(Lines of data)
- - - -
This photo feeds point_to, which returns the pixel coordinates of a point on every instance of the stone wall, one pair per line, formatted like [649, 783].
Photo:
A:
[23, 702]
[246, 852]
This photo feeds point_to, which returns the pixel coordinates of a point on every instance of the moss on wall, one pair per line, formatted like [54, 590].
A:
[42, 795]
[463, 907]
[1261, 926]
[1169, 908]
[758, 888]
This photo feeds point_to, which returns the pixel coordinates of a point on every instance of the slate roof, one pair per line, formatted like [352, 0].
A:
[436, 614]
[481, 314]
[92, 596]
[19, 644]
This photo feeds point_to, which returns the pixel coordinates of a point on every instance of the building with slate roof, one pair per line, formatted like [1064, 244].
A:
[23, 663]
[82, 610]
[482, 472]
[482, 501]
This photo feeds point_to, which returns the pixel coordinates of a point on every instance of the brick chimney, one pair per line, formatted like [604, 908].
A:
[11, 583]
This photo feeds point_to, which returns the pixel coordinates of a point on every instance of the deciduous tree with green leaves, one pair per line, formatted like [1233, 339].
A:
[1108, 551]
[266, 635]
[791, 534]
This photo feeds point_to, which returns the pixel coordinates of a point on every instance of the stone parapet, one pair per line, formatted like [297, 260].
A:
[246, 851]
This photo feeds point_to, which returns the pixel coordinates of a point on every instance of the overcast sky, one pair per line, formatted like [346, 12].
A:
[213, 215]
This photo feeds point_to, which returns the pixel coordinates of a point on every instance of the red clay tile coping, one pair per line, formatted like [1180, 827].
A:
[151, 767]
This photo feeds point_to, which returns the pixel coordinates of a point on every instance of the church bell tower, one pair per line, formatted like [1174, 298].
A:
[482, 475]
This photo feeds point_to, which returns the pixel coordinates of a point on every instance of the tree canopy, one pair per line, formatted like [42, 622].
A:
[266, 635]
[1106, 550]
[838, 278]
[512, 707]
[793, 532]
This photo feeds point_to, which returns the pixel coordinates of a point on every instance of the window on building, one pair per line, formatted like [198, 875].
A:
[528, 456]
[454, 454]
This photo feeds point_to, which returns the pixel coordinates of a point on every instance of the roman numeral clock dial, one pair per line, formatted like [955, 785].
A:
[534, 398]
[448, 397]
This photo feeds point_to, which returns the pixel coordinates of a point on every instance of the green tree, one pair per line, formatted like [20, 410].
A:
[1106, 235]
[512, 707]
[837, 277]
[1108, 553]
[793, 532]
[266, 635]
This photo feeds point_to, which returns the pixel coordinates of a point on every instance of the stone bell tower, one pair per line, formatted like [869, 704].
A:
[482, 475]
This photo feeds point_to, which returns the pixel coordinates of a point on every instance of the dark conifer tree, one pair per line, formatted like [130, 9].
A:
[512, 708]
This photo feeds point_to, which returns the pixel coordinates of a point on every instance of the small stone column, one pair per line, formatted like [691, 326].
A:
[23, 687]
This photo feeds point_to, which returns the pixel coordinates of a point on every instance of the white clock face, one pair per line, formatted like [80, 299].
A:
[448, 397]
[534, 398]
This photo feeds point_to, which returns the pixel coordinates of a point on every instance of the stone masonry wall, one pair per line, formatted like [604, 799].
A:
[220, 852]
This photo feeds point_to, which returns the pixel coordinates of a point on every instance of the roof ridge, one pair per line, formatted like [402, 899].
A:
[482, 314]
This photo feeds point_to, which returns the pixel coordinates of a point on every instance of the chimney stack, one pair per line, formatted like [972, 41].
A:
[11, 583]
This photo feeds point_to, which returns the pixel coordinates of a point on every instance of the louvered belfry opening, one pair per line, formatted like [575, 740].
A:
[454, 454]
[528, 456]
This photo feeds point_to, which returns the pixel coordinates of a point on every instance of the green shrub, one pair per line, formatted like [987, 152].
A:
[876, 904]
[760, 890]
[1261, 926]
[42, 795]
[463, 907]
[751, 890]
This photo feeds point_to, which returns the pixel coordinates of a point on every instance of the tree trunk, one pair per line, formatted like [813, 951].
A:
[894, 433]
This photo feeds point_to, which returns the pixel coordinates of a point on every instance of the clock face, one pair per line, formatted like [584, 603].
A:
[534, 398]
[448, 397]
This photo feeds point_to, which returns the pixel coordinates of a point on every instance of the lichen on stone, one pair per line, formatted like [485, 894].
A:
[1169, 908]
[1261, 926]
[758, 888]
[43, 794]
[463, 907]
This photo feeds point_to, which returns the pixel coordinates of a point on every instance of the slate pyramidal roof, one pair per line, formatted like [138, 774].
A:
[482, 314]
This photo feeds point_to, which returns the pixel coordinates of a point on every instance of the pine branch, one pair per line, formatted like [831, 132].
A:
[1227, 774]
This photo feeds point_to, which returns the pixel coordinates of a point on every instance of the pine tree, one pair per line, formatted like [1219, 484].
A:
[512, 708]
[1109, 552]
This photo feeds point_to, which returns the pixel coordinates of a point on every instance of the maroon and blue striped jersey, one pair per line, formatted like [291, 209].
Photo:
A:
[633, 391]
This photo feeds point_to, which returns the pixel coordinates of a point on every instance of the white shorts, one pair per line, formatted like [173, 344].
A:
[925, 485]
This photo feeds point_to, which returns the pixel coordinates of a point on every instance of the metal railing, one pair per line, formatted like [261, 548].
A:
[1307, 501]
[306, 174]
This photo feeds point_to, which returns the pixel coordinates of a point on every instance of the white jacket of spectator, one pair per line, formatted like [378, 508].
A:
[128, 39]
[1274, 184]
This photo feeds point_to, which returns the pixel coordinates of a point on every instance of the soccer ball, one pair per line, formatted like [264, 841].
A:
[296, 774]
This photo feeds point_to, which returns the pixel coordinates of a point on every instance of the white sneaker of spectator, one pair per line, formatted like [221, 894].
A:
- - - -
» DIRECTIONS FOR THIS TASK
Quote only the lines from the line containing "like [173, 344]." through the end of the listing, please, keeping both the first and the last line.

» TASK RESULT
This photo feeds point_to, which returns the pixel coordinates of a point on every instance of the white shorts, one pair per line, formatted like [173, 344].
A:
[925, 485]
This photo feeds point_to, which returns the pixel coordinates of a point on every instance of the metal railing, one pair per line, formatted like [261, 548].
A:
[1307, 501]
[306, 174]
This photo feeds point_to, which returns the pixel coordinates of a point on every instance of the white jacket of spectator, one pair per line, formatted like [378, 508].
A:
[128, 39]
[1274, 184]
This photo feeds point_to, which returns the pixel coordinates of a point on every instance of the soccer ball, one pair per line, formatted like [264, 841].
A:
[296, 774]
This photo feeds point_to, which returns the pixel coordinates of a point on every instance of the white sneaker of spectator, one pair per line, formatted like [221, 894].
A:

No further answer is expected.